Copy out the full data exactly as given; pictures should not be included.

═══ INPUT FOR THIS TASK ═══

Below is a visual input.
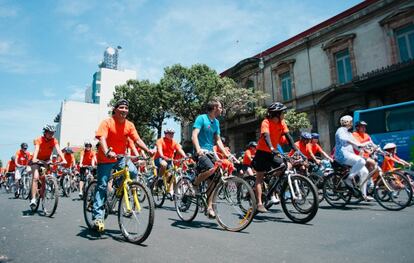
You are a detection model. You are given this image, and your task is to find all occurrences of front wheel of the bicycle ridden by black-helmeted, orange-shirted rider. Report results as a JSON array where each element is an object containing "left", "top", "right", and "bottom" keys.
[{"left": 280, "top": 174, "right": 319, "bottom": 224}]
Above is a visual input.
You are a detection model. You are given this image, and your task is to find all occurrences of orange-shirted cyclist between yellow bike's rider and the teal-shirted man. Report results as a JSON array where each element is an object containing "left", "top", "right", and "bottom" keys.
[{"left": 154, "top": 128, "right": 185, "bottom": 199}]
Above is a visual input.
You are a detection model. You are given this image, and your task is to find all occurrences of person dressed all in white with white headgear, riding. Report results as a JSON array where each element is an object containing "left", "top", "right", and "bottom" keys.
[{"left": 335, "top": 115, "right": 373, "bottom": 201}]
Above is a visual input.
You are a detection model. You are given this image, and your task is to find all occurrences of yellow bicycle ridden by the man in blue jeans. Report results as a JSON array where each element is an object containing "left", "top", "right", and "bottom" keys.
[{"left": 83, "top": 155, "right": 155, "bottom": 244}]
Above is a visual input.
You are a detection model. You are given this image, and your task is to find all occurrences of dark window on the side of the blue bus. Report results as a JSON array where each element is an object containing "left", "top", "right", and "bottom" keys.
[{"left": 385, "top": 106, "right": 414, "bottom": 132}]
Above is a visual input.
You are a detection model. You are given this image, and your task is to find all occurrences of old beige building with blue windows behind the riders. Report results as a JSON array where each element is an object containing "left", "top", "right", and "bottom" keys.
[{"left": 221, "top": 0, "right": 414, "bottom": 151}]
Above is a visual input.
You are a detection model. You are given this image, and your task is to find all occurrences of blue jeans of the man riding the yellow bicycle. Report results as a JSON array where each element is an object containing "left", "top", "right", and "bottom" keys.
[{"left": 92, "top": 158, "right": 138, "bottom": 220}]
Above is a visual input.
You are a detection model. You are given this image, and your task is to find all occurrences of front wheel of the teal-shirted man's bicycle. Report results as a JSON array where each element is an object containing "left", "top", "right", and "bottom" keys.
[{"left": 213, "top": 177, "right": 257, "bottom": 232}]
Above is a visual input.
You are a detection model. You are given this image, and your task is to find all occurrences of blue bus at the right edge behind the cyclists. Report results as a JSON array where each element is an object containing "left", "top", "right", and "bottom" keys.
[{"left": 354, "top": 101, "right": 414, "bottom": 161}]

═══

OUTPUT OF THE EXERCISE.
Below is a visual input.
You are a detection model. You are given this image, and your task is to find all occurrences of front wheel of the bicycle ridden by black-helmeted, orange-shirted rider. Report results as a JSON array where each element is an object containing "left", "top", "right", and "bottom" keys.
[{"left": 280, "top": 174, "right": 319, "bottom": 224}]
Above is a visual input.
You are a detection model. You are given this image, and your task is to find all occurrences of orange-shirted cyclist between yellow bike's rider and the teal-shirted man. Report results as a JSON array where each element is an object containing "left", "top", "right", and "bottom" keys.
[{"left": 154, "top": 128, "right": 185, "bottom": 199}]
Above is a visual input.
You are a detection model. You are given this image, and your task is to find all occurrences of person dressed all in white with white headgear, riding. Report results as a JSON array where each element is an object containing "left", "top", "right", and "bottom" keys.
[{"left": 335, "top": 115, "right": 373, "bottom": 201}]
Above is a visual input.
You are a detection model. You are given this image, and your task is to find all occurrences of yellow bicycle ridden by the man in blue jeans. Report results as a JSON array where each element is an object containing "left", "top", "right", and "bottom" keys.
[{"left": 83, "top": 155, "right": 155, "bottom": 244}]
Above is a visual input.
You are a detection model. You are given this image, and your task is to find all occurrences of dark window on the side of the blue bus. Report results as a JSON array where each element is an object containing "left", "top", "right", and "bottom" keys.
[{"left": 385, "top": 106, "right": 414, "bottom": 132}]
Above is a visual input.
You are a detection model. You are given this image, and your task is to find all occurrences of old beige building with blue windows behind the riders. Report results as a JSON array where each element is an object containing "left", "top", "right", and "bottom" keys.
[{"left": 221, "top": 0, "right": 414, "bottom": 151}]
Above is a visual input.
You are a detection model. You are given this image, and your task is to find all occurrences of blue jeans of the man riding the yellow bicycle. Report results as a JSON array where each element is an object containing "left", "top", "right", and "bottom" keys.
[{"left": 92, "top": 158, "right": 138, "bottom": 220}]
Above is a visual input.
You are a detection model. You are given this image, and your task is to find all occurrences of front wheel of the teal-shirted man's bicycle. Report results as a JSON array where each element is an object containing "left", "top", "right", and "bottom" keys.
[{"left": 213, "top": 177, "right": 257, "bottom": 232}]
Above is a visual input.
You are a detection model. You are given this image, and your task is to find all occurrences of blue bus at the right edge behind the cyclists. Report results as a JSON array where each element is an object containing "left", "top", "right", and "bottom" keys.
[{"left": 354, "top": 101, "right": 414, "bottom": 161}]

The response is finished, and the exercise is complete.